Excerpted text ▸
=== Section Start ===

You should add back up camera so you can see everything in back.

That sound it worth to try but one thing with 5,000 pound box would make sunk in little wet gravel or yard.


----------



## bean7654 (Jul 14, 2009)

Just bought the plow this year. First year plowing


----------



## IHI (Nov 22, 2003)

Milwaukee;826837 said:


> You should add back up camera so you can see everything in back.
> 
> That sound it worth to try but one thing with 5,000 pound box would make sunk in little wet gravel or yard.


I prefer the crunch sound ramming into unsuspecting vehicles vs actually having to see something behind me...that'd be too easy and make too much sense All she is, is our mobile tool station, she carries 80% of everything we need to build a complete house- hand tool wise- from the ground up and has been the best investment i ever made since sooo many times prior to purchase i'd run into the situation i was not expecting at all, and "could've been done" if i only had this tool, or that tool...so it's been a fantastic time saver and job completer!!!!! And yes, i have to be cautious of where we take'er, esspecially in developed lots since she sinks like a rock on soft terrain LOL!! But never have i had to chain it up, it'll just dig until she's free!! Even this winter on some of the country roads where we'd have a service call, the roads would be sketchy in our 4x's and this pig would just blunder on down the road like nothing ever happened...it's almost scarey since i'm so used to dually's being the biggest POS platform's ever in slick conditions.


----------



## grf_1000 (Sep 14, 2009)

there is a caprice wagon running around petoskey mi. it has a curtis on the front. i couldnt get my camera out because we were laughing to hard. i almosted wet myself hahahahaha


----------



## IPLOWSNO (Oct 11, 2008)

dam good memory you have but it was newhaven a couple miles from me , he has sold his van, it was plain badass when he did though, astro on hummer rims says it all. the only van ive seen thats cooler than mine well that and my buddies v10 quigley, he likes mine though because it's cheaper at the pump and at the stealership lol


----------



## JCI Trans (Oct 21, 2008)

=== Section End ===

Assigned task 1 ▸ Name every username that heads a post in the forum thread.
Assigned task 2 ▸ Repeat everything in the forum thread from "there is a caprice" down to "(Oct 11, 2008)", swapping "camera" for "phone".

Supplied records ▸
=== Section Start ===

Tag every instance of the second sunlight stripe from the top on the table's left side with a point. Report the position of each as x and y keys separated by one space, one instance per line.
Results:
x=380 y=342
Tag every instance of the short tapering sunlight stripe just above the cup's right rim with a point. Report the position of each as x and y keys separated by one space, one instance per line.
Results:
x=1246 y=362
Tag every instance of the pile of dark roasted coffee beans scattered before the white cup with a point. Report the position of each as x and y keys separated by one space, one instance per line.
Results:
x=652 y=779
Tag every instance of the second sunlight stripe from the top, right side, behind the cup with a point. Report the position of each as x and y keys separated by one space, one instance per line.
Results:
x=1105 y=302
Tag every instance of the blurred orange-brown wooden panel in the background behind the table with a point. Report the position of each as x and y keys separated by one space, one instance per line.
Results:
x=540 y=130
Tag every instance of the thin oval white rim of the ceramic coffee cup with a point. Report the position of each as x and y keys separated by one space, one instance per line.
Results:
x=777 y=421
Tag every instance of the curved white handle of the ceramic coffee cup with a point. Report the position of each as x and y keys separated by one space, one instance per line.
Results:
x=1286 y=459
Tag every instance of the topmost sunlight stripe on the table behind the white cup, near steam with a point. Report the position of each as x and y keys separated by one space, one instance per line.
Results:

=== Section End ===
=== Section Start ===

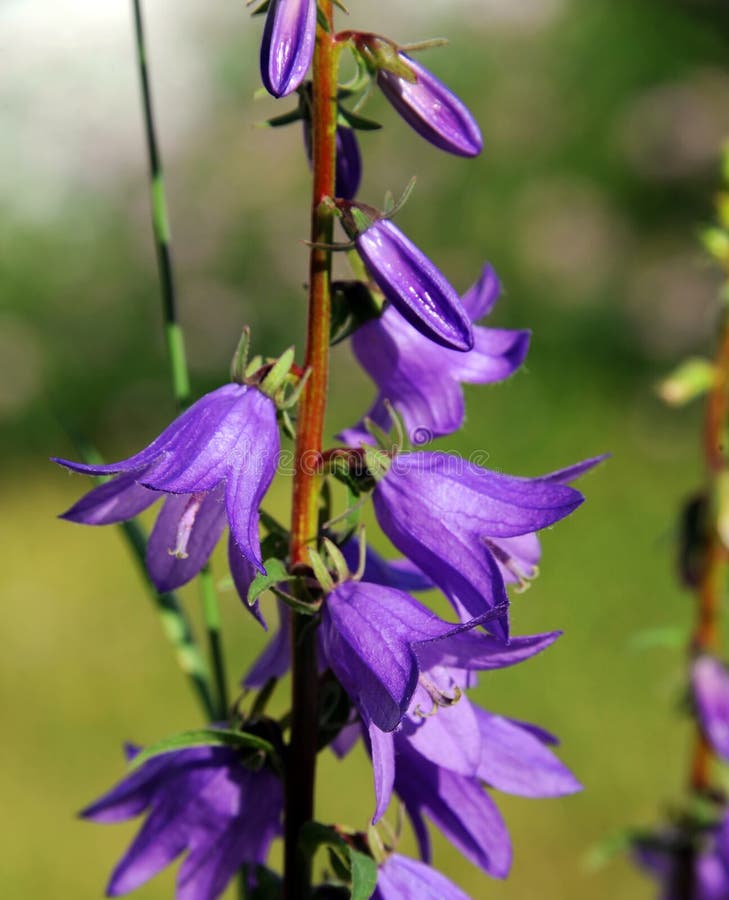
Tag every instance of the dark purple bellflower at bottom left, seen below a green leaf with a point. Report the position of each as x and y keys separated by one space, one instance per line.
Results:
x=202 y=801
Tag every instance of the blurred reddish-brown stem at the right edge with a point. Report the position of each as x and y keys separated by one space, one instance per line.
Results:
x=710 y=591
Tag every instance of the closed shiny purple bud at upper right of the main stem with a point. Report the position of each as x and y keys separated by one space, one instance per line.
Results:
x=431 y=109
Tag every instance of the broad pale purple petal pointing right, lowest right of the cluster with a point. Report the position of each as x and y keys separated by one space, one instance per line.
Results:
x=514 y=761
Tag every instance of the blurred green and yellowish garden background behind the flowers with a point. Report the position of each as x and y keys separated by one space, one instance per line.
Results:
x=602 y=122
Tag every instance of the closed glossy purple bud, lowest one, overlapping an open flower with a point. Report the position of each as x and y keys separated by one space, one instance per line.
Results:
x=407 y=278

=== Section End ===
=== Section Start ===

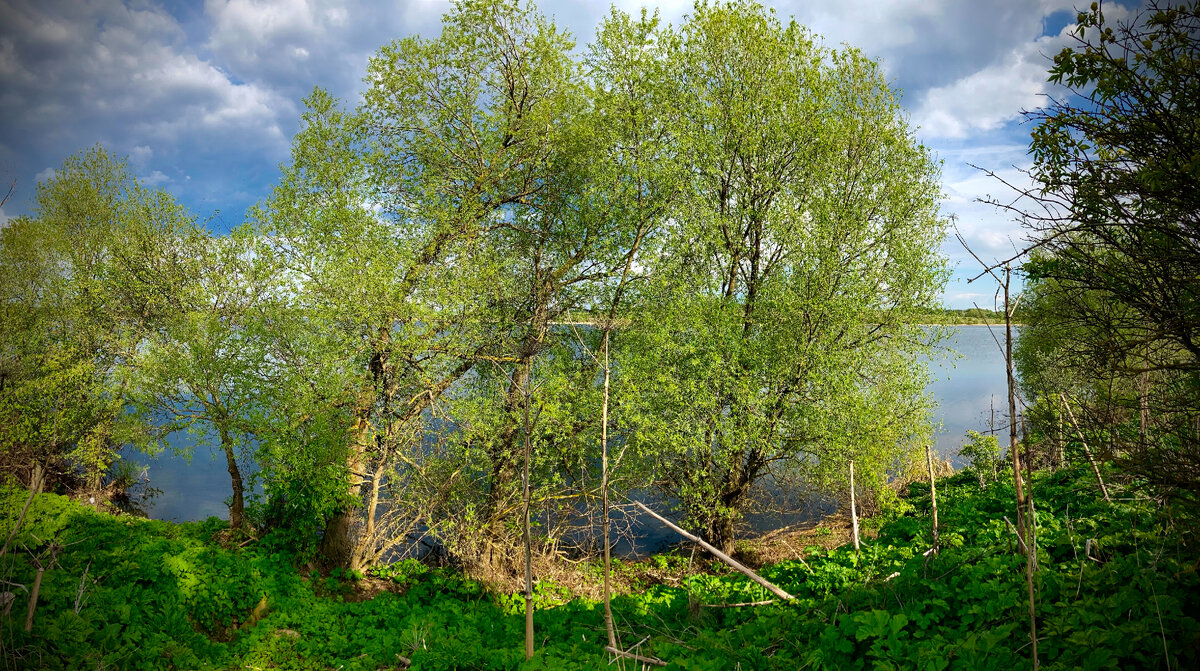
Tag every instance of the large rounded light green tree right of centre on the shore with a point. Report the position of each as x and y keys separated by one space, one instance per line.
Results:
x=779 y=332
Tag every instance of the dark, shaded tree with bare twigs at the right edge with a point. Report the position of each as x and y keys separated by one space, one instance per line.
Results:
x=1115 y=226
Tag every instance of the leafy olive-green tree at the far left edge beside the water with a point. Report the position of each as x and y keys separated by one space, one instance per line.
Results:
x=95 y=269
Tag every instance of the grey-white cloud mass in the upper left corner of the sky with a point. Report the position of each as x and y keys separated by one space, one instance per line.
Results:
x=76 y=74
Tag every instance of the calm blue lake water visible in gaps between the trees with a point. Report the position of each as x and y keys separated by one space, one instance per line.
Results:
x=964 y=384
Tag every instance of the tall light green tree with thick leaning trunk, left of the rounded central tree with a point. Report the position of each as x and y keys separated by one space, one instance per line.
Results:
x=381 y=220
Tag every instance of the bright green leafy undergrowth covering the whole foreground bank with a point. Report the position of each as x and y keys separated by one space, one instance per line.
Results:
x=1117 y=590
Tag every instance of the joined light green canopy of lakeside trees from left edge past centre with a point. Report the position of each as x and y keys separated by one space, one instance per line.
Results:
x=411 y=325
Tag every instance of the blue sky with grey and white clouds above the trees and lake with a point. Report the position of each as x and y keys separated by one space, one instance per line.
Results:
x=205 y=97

=== Section End ===

Answer area 1 ▸
bean7654
IHI
grf_1000
IPLOWSNO
JCI Trans

Answer area 2 ▸
there is a caprice wagon running around petoskey mi. it has a curtis on the front. i couldnt get my phone out because we were laughing to hard. i almosted wet myself hahahahaha


----------



## IPLOWSNO (Oct 11, 2008)